* What the task asks
From the passage on EVPN gateway routes and flooding lists, copy word for word the portion from "Inclusive multicast routes: When" to "change this priority.".

The GWs will also generate the following local EVPN routes that will be sent to the DC and WAN, with their corresponding RTs and BGP encapsulation extended community values:

ES route(s) for the I-ESI(s).
Ethernet A-D routes per ES and EVI for the I-ESI(s). The A-D per-EVI routes sent to the WAN and the DC will have consistent Ethernet-Tag values.
Inclusive Multicast routes with independent tunnel-type value for the WAN and DC. For example, a P2MP Label Switched Path (LSP) may be used in the WAN, whereas ingress replication may be used in the DC. The routes sent to the WAN and the DC will have a consistent Ethernet-Tag.
MAC/IP advertisement routes for MAC addresses learned in local attachment circuits. Note that these routes will not include the I-ESI value in the ESI field. These routes will include a zero ESI or a non-zero ESI for local multihomed Ethernet Segments (ES). The routes sent to the WAN and the DC will have a consistent Ethernet-Tag.

Assuming GW1 and GW2 are peer GWs of the same DC, each GW will generate two sets of the above local service routes: set-DC will be sent to the DC RRs and will include an A-D per EVI, Inclusive Multicast, and MAC/IP routes for the DC encapsulation and RT. Set-WAN will be sent to the WAN RRs and will include the same routes but using the WAN RT and encapsulation. GW1 and GW2 will receive each other's set-DC and set-WAN. This is the expected behavior on GW1 and GW2 for locally generated routes:

Inclusive multicast routes: When setting up the flooding lists for a given MAC-VRF, each GW will include its DC peer GW only in the EVPN-MPLS flooding list (by default) and not the EVPN-Overlay flooding list. That is, GW2 will import two Inclusive Multicast routes from GW1 (from set-DC and set-WAN) but will only consider one of the two, giving the set-WAN route higher priority. An administrative option MAY change this preference so that the set-DC route is selected first.
MAC/IP advertisement routes for local attachment circuits: As above, the GW will select only one, giving the route from the set-WAN a higher priority. As with the Inclusive multicast routes, an administrative option MAY change this priority.

Data Plane Setup Procedures on the GWs The procedure explained at the end of the previous section will make sure there are no loops or packet duplication between the GWs of the same EVPN-Overlay network (for frames generated from local ACs), since only one EVPN binding per EVI (or per Ethernet Tag in the case of VLAN-aware bundle services) will be set up in the data plane between the two nodes. That binding will by default be added to the EVPN-MPLS flooding list. As for the rest of the EVPN tunnel bindings, they will be added to one of the two flooding lists that each GW sets up for the same MAC-VRF:

EVPN-Overlay flooding list (composed of bindings to the remote NVEs or multicast tunnel to the NVEs).
EVPN-MPLS flooding list (composed of MP2P or LSM tunnel to the remote PEs).

Each flooding list will be part of a separate split-horizon group: the WAN split-horizon group or the DC split-horizon group. Traffic generated from a local AC can be flooded to both split-horizon groups. Traffic from a binding of a split-horizon group can be flooded to the other split-horizon group and local ACs, but never to a member of its own split-horizon group. When either GW1 or GW2 receives a BUM frame on an MPLS tunnel, including an ESI label at the bottom of the stack, they will perform an ESI label lookup and split-horizon filtering as per , in case the ESI label identifies a local ESI (I-ESI or any other nonzero ESI).

* Dataset extract
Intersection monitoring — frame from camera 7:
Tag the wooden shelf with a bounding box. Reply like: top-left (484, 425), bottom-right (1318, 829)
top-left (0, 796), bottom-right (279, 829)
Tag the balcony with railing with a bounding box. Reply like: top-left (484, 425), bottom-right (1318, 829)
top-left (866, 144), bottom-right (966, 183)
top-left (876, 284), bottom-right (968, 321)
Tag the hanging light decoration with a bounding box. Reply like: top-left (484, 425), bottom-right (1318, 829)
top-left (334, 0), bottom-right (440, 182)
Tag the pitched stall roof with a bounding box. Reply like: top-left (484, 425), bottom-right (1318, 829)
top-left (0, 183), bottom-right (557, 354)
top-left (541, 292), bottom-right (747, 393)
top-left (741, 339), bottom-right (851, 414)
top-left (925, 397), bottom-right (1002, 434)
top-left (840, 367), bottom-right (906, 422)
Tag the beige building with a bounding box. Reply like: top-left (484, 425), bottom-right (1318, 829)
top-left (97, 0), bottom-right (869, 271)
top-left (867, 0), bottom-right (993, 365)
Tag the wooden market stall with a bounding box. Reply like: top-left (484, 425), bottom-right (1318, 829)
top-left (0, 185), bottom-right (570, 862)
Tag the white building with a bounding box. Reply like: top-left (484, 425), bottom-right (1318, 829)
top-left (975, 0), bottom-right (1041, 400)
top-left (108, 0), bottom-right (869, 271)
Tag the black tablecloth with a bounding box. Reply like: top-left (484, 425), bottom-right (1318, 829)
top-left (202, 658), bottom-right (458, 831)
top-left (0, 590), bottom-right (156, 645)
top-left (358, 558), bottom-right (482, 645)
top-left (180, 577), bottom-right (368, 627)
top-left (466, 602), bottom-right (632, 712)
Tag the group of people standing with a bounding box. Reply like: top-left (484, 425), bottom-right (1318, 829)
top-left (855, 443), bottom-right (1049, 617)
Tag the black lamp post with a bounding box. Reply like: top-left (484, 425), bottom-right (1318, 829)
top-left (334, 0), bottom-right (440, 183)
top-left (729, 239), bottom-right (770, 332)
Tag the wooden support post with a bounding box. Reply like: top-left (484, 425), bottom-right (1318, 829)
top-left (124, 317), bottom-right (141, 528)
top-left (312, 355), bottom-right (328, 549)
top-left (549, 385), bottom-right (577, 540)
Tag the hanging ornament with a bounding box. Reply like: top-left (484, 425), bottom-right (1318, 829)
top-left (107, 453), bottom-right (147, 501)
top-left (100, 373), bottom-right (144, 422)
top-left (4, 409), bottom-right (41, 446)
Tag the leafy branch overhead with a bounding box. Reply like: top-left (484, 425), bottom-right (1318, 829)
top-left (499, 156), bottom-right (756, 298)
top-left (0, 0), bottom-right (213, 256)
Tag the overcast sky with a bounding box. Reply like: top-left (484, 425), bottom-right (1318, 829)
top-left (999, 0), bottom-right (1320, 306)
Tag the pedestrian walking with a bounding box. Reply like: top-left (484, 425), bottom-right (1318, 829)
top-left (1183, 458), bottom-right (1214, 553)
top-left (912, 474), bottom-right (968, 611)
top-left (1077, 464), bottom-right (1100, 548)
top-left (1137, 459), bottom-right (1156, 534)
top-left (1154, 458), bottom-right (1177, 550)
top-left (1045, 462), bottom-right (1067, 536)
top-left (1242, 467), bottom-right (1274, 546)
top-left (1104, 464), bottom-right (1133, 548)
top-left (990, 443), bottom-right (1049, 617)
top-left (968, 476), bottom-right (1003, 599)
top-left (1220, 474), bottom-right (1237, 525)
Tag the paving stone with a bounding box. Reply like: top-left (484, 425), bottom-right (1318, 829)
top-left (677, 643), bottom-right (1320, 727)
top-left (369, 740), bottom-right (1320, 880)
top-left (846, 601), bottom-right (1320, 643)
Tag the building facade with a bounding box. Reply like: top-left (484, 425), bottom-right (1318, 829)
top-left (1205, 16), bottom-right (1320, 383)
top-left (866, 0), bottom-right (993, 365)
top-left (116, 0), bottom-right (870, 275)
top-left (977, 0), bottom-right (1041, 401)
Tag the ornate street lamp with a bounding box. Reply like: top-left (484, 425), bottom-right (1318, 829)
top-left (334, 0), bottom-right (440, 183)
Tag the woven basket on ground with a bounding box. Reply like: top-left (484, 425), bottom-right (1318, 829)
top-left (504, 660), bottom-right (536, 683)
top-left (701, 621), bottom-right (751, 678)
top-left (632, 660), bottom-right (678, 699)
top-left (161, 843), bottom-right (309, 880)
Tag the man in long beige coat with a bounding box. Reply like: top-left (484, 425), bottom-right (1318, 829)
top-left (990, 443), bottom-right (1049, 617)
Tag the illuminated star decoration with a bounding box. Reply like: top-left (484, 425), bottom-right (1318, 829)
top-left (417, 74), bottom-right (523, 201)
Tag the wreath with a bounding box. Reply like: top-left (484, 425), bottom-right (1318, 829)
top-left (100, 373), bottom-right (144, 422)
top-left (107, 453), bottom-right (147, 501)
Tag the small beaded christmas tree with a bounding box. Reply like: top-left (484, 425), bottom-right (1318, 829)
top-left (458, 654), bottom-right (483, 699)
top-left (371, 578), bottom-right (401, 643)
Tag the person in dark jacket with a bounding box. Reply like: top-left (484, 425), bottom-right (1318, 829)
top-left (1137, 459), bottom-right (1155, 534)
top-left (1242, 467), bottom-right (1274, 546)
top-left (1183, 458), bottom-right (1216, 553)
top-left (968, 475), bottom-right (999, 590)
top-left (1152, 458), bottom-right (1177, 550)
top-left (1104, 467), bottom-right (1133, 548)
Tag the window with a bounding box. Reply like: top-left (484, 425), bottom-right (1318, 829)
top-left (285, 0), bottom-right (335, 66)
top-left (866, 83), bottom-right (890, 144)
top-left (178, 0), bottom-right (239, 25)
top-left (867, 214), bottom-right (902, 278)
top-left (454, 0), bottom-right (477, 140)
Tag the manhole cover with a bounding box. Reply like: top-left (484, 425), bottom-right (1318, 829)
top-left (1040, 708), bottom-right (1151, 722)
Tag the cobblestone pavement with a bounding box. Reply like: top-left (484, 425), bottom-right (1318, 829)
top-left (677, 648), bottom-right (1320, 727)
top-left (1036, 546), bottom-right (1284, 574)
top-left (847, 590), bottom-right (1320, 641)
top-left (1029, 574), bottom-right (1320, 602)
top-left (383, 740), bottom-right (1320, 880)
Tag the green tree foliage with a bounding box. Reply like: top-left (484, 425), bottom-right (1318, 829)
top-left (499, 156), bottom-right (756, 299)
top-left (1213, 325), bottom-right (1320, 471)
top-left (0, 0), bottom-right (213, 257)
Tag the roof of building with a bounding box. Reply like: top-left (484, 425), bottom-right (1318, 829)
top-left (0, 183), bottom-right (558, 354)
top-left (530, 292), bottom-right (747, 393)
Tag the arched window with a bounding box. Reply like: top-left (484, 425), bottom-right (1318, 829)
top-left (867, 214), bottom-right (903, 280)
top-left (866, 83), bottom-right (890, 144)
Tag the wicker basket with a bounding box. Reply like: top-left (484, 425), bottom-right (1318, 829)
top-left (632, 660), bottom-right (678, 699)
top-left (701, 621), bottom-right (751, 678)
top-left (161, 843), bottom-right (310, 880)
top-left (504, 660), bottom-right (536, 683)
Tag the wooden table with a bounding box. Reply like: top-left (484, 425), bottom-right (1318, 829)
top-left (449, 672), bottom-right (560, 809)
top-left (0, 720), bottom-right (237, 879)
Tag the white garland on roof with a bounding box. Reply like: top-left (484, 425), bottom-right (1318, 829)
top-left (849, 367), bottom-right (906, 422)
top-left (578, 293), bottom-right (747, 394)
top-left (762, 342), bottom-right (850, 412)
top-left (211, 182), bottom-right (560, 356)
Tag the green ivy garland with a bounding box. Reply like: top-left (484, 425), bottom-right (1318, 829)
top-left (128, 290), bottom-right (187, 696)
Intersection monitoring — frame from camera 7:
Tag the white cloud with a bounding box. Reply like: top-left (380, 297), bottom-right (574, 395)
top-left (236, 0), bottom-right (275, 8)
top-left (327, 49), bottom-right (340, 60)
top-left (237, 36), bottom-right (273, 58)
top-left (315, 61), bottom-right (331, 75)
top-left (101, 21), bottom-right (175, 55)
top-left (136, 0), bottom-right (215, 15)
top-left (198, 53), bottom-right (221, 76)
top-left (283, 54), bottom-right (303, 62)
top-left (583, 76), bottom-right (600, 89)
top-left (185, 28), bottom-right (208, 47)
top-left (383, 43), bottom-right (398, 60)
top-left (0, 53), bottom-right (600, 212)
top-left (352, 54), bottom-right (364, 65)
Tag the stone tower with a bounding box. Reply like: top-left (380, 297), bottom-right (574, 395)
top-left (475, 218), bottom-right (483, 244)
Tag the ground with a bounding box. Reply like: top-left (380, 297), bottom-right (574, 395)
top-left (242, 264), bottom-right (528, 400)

* Problem solution
Inclusive multicast routes: When setting up the flooding lists for a given MAC-VRF, each GW will include its DC peer GW only in the EVPN-MPLS flooding list (by default) and not the EVPN-Overlay flooding list. That is, GW2 will import two Inclusive Multicast routes from GW1 (from set-DC and set-WAN) but will only consider one of the two, giving the set-WAN route higher priority. An administrative option MAY change this preference so that the set-DC route is selected first.
MAC/IP advertisement routes for local attachment circuits: As above, the GW will select only one, giving the route from the set-WAN a higher priority. As with the Inclusive multicast routes, an administrative option MAY change this priority.